**What you need to do**
For this exercise, reproduce the entries below exactly, but only from the line containing "of the white" through the line containing "of the grass", both included.

**Source data**
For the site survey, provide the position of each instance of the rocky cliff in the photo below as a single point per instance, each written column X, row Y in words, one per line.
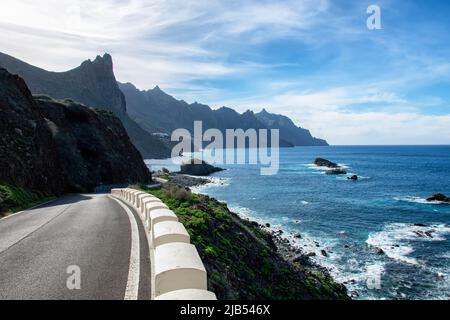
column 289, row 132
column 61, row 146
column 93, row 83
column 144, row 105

---

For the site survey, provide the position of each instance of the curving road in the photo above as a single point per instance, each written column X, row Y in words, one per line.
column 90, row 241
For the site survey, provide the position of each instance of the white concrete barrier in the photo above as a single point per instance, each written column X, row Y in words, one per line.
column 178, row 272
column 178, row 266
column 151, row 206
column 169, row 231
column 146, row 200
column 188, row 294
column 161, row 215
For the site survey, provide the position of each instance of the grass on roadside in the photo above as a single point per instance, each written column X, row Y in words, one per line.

**Finished exercise**
For the site survey, provide the position of each instance of the white concrete barrier in the photo above as a single point per instance, each written column X, row Y in words, one per line.
column 178, row 272
column 178, row 266
column 151, row 206
column 169, row 231
column 146, row 200
column 188, row 294
column 161, row 215
For the site survey, provide the position of each instance of the grass on roadside in the photo above as a single point per instance, each written column X, row Y in words, one per line.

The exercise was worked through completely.